_EXERCISE AIM_
In the listing below, find the line holding "# put one point on every instance of the white lower" and the line holding "[(101, 198), (363, 248)]". Write out those two lines and all lines between, exactly, and nothing more.

+===+

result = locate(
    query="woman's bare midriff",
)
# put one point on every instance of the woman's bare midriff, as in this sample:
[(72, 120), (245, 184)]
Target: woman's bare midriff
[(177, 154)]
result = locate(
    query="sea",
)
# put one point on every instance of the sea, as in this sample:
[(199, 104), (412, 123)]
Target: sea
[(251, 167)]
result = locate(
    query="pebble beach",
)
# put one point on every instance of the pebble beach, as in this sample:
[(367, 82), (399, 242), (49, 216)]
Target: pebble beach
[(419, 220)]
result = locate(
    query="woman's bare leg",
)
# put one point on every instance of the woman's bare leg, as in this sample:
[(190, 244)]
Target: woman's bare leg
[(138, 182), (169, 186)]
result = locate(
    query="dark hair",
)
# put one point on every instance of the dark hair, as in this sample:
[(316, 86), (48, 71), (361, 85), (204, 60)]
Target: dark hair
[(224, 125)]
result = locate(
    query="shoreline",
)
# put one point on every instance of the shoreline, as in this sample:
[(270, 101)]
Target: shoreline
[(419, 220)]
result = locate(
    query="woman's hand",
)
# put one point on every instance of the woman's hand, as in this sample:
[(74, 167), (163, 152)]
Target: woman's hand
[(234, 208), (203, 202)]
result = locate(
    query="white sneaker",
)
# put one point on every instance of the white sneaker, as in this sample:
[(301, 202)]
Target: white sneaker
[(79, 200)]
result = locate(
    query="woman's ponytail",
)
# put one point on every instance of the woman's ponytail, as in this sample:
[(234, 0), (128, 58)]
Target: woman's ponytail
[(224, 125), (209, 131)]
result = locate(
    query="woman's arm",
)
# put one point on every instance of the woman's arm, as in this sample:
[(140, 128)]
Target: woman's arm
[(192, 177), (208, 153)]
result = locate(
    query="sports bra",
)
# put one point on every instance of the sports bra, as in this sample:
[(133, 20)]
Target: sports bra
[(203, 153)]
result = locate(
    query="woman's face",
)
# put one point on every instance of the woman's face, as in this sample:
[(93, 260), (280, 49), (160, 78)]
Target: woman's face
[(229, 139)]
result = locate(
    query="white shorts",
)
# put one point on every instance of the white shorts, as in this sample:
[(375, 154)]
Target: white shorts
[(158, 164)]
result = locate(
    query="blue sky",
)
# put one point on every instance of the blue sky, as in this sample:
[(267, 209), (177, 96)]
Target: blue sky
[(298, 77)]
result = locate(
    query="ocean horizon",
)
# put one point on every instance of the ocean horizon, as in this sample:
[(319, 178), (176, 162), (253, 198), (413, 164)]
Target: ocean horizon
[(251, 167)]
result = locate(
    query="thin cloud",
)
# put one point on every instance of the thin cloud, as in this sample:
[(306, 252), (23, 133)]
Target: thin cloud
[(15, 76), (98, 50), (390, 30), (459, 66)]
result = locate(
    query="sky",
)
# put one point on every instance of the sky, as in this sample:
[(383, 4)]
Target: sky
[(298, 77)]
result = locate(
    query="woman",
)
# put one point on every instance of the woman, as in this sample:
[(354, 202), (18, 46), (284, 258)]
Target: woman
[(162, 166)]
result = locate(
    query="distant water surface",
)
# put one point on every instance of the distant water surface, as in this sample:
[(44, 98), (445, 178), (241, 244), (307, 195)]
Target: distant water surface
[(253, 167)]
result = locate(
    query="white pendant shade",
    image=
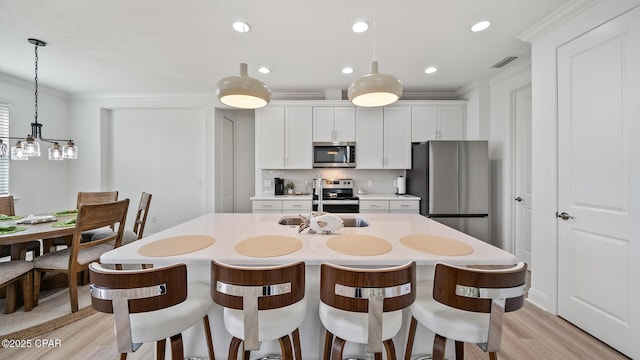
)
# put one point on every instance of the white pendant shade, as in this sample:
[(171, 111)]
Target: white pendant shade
[(243, 91), (374, 89)]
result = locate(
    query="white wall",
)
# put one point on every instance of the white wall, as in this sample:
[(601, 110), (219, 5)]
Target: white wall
[(39, 185), (163, 144), (159, 164), (545, 43), (502, 88)]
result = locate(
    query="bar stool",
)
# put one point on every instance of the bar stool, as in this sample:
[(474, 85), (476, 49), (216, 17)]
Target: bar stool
[(364, 306), (261, 304), (467, 305), (151, 305)]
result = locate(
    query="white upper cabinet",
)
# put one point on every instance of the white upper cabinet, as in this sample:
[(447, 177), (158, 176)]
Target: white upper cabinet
[(284, 135), (437, 122), (397, 137), (369, 134), (334, 124), (383, 138)]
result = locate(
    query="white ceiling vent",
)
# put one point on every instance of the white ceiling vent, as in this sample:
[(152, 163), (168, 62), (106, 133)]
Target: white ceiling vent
[(504, 62)]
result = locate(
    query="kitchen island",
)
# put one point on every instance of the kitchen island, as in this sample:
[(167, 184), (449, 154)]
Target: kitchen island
[(228, 230)]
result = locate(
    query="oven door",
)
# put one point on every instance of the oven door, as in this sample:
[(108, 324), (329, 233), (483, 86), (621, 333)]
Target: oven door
[(333, 155), (337, 206)]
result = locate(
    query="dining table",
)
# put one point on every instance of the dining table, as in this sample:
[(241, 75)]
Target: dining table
[(38, 230)]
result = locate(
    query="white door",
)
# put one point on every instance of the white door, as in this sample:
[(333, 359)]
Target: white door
[(599, 182), (522, 174), (228, 165)]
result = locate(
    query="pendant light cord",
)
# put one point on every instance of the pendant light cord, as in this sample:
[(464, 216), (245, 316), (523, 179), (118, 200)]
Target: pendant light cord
[(36, 87)]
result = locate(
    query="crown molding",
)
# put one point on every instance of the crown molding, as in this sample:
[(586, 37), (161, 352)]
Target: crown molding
[(555, 19)]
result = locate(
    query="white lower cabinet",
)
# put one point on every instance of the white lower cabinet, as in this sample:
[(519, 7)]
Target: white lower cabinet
[(267, 206), (390, 206), (374, 206), (296, 206)]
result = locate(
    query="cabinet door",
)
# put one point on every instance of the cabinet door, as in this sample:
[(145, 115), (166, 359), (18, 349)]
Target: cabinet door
[(424, 123), (451, 122), (323, 123), (344, 123), (369, 135), (270, 121), (397, 137), (298, 138)]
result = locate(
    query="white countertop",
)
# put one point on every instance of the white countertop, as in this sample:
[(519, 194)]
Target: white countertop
[(229, 229), (361, 196), (387, 197), (281, 197)]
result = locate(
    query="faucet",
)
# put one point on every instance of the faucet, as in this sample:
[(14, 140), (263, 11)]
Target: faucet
[(319, 192)]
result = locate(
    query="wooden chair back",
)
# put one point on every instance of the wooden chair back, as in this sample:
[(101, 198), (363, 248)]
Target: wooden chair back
[(95, 216), (96, 197), (135, 291), (251, 289), (141, 214), (371, 291), (482, 290), (7, 206)]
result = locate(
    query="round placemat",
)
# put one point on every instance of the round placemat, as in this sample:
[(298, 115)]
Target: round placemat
[(436, 245), (359, 245), (268, 246), (176, 245)]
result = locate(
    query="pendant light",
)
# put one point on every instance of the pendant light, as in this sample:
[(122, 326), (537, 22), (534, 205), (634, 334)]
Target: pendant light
[(374, 89), (243, 91), (29, 146)]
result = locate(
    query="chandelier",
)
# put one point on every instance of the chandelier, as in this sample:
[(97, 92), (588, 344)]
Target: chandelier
[(28, 146)]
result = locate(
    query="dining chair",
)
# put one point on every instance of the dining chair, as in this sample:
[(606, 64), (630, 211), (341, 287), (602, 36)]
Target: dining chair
[(151, 305), (85, 197), (10, 273), (261, 303), (467, 305), (7, 207), (364, 306), (137, 233), (79, 255)]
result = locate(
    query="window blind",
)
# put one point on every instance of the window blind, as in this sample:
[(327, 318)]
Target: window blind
[(4, 134)]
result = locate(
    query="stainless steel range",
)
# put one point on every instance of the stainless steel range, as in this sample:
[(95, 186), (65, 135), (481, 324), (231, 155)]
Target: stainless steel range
[(337, 197)]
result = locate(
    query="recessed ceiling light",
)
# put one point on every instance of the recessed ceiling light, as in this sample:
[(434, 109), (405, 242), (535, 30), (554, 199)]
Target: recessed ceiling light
[(360, 27), (481, 25), (430, 70), (241, 26)]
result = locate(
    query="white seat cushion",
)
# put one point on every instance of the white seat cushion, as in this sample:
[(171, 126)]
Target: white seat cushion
[(60, 259), (354, 327), (272, 324), (128, 236), (161, 324), (10, 270), (449, 322)]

+===+

_RESULT OF THE TASK_
# put one point on every instance of the white lower cabinet, as in this sample:
[(519, 7)]
Target: white lower cabinet
[(267, 206), (390, 206), (374, 206), (296, 206)]
result = locate(
    query="cabinet door",
)
# put one point on every instance of the cabinet door, as in this sample:
[(145, 115), (166, 359), (18, 349)]
Target: cabinet door
[(424, 123), (451, 122), (323, 123), (344, 123), (369, 135), (270, 121), (397, 137), (298, 138)]
result = locate(
    query="white countertop",
)
# put one point on every instance of the white countertop, as in this sample:
[(519, 194)]
Target: white countertop
[(229, 229), (361, 196), (387, 197), (281, 197)]
result = locate(
    query="faucet",
)
# put one point on every instance of the faucet, as in this sample:
[(14, 140), (263, 11)]
Target: faucet
[(319, 192)]
result = locate(
    query="wooden chair back",
)
# put one point on every instance of the wooden chair back, as in this sample:
[(101, 198), (363, 248)]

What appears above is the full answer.